>> BEGIN RAW DATA
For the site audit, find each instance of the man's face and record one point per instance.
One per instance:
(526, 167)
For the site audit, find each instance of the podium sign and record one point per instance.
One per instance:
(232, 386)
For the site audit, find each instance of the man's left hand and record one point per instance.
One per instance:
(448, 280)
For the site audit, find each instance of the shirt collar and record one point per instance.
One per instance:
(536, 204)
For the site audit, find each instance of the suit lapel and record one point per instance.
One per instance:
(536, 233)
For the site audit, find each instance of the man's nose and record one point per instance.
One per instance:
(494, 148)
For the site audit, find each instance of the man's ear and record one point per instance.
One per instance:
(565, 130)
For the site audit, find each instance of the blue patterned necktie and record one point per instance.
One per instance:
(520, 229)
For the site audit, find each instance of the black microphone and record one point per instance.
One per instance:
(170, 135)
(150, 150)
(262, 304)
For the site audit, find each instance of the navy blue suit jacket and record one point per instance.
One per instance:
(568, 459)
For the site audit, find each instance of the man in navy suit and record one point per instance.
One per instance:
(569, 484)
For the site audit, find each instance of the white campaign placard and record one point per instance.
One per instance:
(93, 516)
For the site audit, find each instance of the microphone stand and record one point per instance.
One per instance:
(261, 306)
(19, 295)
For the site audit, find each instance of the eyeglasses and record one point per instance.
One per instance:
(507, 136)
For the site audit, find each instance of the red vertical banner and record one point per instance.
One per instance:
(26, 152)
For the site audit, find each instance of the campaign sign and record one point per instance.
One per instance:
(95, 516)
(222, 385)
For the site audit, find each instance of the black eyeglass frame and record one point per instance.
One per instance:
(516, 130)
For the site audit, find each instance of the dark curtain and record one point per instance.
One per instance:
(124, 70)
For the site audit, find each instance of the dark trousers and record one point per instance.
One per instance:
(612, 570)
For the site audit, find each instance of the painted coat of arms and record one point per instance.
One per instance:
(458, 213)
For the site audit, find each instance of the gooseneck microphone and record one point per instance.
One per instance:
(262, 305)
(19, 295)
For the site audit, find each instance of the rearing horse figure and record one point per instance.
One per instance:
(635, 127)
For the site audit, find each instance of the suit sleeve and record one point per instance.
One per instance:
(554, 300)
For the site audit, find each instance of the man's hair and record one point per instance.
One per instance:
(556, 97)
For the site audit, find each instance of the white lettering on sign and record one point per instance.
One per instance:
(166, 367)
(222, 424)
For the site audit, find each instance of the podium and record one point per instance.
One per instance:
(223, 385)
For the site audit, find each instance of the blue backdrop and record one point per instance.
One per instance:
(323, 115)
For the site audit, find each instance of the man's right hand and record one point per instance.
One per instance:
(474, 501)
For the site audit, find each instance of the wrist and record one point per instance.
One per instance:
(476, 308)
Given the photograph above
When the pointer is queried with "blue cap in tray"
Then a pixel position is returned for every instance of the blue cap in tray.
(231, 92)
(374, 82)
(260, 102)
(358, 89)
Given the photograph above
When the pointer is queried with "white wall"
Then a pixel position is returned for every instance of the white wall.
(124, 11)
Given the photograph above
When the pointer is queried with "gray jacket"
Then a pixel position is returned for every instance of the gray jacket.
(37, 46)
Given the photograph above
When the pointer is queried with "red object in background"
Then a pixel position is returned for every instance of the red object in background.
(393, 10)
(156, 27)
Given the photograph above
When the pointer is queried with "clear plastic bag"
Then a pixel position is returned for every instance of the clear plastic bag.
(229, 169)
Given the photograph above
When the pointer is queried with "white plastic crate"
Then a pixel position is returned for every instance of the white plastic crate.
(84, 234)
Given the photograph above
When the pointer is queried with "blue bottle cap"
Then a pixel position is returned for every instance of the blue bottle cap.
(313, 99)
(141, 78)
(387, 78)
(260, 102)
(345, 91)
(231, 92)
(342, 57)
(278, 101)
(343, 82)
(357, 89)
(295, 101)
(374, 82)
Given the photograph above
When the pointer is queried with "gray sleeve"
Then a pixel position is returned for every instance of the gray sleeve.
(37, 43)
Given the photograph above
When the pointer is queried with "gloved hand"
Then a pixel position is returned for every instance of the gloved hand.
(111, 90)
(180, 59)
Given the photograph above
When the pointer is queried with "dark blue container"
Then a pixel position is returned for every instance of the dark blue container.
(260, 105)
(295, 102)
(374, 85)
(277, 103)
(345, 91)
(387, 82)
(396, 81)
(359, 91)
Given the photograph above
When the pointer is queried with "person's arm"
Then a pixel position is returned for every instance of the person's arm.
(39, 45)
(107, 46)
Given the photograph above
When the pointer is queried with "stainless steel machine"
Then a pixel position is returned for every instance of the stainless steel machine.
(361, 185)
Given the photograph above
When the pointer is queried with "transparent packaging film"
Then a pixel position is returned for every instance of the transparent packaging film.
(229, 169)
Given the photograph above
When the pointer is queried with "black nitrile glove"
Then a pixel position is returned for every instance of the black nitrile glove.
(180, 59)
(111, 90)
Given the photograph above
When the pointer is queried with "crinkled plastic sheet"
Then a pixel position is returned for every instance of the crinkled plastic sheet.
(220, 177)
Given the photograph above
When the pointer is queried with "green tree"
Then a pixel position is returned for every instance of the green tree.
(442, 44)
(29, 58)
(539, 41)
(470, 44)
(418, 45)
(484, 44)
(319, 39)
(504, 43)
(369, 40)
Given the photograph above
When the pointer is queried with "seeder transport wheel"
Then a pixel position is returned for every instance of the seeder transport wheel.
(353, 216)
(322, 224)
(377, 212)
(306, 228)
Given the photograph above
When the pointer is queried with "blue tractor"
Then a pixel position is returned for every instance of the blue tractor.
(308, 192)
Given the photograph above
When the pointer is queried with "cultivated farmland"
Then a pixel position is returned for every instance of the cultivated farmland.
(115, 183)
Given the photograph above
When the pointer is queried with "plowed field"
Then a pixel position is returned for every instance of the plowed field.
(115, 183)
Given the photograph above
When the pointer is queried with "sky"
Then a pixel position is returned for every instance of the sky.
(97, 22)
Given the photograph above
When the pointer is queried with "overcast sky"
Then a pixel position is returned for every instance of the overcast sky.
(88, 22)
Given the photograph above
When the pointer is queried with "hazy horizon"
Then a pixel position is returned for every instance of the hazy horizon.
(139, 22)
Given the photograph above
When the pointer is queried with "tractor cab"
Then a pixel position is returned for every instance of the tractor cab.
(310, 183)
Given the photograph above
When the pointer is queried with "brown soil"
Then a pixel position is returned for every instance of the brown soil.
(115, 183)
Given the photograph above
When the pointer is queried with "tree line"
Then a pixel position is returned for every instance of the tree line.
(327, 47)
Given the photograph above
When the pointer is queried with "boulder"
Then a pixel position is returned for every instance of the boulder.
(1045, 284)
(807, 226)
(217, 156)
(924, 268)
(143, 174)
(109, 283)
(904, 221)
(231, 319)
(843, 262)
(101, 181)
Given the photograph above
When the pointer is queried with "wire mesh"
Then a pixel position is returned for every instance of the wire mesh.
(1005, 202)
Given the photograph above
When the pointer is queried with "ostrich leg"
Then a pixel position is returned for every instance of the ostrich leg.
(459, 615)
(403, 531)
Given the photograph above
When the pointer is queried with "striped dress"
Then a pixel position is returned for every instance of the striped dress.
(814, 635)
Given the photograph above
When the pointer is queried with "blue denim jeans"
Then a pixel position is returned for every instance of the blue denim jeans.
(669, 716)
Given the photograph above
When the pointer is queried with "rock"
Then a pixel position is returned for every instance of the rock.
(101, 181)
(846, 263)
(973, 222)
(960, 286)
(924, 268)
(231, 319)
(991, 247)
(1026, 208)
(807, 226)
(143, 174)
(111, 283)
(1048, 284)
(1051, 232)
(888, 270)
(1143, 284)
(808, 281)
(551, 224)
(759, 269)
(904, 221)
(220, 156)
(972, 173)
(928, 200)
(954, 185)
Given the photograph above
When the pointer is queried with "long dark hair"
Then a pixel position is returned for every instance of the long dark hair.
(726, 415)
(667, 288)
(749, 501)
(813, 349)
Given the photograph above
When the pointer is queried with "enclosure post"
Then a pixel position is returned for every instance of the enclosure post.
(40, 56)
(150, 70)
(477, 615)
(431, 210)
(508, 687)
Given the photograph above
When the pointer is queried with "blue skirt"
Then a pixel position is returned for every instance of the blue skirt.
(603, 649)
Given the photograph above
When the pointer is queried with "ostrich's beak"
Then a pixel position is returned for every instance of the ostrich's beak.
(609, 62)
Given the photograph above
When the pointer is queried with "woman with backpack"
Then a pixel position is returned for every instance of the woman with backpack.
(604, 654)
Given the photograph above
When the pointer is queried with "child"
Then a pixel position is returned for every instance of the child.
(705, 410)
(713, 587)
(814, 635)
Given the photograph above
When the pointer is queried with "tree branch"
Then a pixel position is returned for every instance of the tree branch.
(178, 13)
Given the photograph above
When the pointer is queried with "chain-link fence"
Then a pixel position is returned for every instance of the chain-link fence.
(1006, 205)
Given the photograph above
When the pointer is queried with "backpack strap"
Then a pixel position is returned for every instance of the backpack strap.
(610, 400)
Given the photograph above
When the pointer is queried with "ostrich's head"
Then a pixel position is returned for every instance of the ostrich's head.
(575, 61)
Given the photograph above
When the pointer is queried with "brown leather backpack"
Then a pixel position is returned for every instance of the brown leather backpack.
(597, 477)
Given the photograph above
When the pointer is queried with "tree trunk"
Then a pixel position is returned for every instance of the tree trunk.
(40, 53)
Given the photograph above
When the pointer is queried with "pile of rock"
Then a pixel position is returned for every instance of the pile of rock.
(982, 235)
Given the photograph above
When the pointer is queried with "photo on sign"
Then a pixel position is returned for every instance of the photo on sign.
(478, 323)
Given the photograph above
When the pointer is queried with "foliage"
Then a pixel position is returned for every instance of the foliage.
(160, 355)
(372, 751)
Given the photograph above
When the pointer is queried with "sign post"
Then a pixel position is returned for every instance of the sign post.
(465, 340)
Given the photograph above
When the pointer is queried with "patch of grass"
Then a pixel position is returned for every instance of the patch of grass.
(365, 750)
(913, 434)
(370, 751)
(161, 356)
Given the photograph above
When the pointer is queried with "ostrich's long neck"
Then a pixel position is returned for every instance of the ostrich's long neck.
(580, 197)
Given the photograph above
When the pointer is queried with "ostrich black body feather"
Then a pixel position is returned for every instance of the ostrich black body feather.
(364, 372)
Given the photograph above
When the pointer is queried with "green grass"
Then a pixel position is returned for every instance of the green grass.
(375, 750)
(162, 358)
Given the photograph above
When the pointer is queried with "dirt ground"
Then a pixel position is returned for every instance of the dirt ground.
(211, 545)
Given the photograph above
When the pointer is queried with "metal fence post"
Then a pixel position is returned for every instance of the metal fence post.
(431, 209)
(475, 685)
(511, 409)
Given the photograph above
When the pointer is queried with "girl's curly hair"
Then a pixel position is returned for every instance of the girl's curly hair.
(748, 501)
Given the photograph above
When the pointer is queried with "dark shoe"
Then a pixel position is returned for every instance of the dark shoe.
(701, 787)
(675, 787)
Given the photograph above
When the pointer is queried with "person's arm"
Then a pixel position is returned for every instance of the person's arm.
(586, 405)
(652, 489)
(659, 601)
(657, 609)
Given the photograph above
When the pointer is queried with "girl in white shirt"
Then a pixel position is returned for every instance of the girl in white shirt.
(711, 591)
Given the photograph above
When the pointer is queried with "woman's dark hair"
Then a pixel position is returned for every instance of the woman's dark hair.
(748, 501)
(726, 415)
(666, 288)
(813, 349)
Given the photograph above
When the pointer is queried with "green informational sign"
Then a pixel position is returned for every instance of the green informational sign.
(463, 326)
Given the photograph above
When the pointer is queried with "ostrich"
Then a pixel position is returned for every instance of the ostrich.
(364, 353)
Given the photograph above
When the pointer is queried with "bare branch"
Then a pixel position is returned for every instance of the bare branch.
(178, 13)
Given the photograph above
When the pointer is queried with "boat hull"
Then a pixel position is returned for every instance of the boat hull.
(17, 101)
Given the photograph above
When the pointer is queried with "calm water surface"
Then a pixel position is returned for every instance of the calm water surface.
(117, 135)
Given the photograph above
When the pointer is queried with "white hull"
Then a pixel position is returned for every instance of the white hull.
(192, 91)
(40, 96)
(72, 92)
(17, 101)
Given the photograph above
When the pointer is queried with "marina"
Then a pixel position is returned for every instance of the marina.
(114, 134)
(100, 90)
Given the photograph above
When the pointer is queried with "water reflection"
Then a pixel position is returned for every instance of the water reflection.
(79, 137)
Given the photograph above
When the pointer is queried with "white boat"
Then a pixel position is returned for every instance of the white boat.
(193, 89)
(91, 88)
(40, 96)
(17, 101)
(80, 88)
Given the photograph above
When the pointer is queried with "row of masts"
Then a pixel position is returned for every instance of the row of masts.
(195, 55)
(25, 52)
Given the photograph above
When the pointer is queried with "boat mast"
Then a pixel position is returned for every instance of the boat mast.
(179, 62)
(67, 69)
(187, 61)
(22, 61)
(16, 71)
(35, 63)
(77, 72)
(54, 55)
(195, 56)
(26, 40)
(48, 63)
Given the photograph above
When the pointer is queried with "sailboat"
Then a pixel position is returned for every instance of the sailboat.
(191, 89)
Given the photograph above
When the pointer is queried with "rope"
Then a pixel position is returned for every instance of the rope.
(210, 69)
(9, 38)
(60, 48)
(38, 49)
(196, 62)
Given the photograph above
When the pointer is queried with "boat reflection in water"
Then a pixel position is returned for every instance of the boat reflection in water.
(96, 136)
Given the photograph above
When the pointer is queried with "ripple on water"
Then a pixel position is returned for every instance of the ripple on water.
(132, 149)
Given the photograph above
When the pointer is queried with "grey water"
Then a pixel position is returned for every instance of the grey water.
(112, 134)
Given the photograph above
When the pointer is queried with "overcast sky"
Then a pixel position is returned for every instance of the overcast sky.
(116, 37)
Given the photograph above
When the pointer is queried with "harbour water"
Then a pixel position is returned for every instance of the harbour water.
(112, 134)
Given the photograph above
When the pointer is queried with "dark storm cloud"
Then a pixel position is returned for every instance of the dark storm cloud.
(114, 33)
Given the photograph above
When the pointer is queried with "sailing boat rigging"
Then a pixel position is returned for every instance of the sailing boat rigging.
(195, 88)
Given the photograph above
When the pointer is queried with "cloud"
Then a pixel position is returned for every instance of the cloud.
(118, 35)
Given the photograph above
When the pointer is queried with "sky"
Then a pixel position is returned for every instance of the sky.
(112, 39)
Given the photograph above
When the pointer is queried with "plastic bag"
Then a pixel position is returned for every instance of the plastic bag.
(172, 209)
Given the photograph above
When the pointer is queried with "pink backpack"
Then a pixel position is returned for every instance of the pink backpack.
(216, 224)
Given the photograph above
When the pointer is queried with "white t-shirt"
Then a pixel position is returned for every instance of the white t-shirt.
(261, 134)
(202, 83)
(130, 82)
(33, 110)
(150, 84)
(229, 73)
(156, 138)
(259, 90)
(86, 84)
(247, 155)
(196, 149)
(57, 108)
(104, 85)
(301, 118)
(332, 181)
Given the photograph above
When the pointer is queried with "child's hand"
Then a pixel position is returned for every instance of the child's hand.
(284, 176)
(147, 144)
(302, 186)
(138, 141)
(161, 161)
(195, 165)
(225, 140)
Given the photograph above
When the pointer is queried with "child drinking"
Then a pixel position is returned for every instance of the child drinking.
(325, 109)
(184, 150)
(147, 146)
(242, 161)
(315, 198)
>> END RAW DATA
TASK REQUIREMENTS
Tally the lines of the records that contain the word "masts" and give only that number.

COMPLETED EXERCISE
2